### Problem details
Word for word, restate every entry shown below.

### Data provided
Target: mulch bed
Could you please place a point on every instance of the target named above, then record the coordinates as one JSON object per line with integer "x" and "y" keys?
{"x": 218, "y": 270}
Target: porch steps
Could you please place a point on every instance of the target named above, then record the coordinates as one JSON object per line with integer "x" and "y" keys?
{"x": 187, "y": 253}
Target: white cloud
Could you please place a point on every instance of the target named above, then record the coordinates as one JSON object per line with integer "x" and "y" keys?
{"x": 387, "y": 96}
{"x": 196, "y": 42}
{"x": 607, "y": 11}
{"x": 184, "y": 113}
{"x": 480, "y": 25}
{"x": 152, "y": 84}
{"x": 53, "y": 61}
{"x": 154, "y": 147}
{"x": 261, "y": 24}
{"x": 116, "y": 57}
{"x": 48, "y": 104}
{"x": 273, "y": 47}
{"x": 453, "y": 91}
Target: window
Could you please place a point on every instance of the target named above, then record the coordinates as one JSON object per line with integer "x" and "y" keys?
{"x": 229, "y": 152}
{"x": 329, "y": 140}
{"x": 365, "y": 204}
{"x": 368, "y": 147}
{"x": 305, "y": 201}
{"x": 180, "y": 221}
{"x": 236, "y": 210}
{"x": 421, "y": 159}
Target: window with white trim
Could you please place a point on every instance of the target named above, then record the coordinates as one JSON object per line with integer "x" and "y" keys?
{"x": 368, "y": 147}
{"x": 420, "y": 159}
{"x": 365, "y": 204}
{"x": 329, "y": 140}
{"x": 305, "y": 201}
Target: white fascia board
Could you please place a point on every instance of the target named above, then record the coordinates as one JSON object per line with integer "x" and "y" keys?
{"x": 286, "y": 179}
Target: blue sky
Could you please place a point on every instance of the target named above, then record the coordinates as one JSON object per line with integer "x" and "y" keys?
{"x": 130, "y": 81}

### Result
Target: mulch bed
Could you please place a point on every instance of the target named above, then record the coordinates as one JSON object per line with integer "x" and "y" keys?
{"x": 218, "y": 270}
Target: porch steps
Could you please place a point on every instance of the target named above, then record the coordinates as one JSON object per line with integer "x" and "y" keys?
{"x": 187, "y": 253}
Target: white cloud
Could you please place a point on every instance of the target named above, then record the coordinates as one JSON object per line with integer "x" and "y" keys?
{"x": 387, "y": 96}
{"x": 196, "y": 42}
{"x": 607, "y": 11}
{"x": 184, "y": 113}
{"x": 480, "y": 25}
{"x": 152, "y": 84}
{"x": 53, "y": 61}
{"x": 154, "y": 147}
{"x": 261, "y": 24}
{"x": 116, "y": 57}
{"x": 48, "y": 104}
{"x": 273, "y": 47}
{"x": 453, "y": 91}
Target: window
Could you please place a point on every instance of the target named above, then record the coordinates as one JSON object per line with integer "x" and "y" keys?
{"x": 229, "y": 152}
{"x": 329, "y": 140}
{"x": 365, "y": 204}
{"x": 368, "y": 147}
{"x": 305, "y": 201}
{"x": 180, "y": 221}
{"x": 236, "y": 210}
{"x": 421, "y": 159}
Target: window with white trim
Could you please place a point on every instance of the target named above, then record the coordinates as one JSON object per line with integer "x" and "y" keys?
{"x": 368, "y": 147}
{"x": 420, "y": 159}
{"x": 365, "y": 204}
{"x": 329, "y": 140}
{"x": 305, "y": 201}
Target: white fascia board
Could you please place a point on every instance of the target named above, then record the coordinates as one JSON object per line with integer "x" and "y" keys?
{"x": 286, "y": 179}
Target: blue sky
Could you please place a point on every instance of the target named above, then record the coordinates as one JSON object per line with integer "x" and "y" keys?
{"x": 130, "y": 81}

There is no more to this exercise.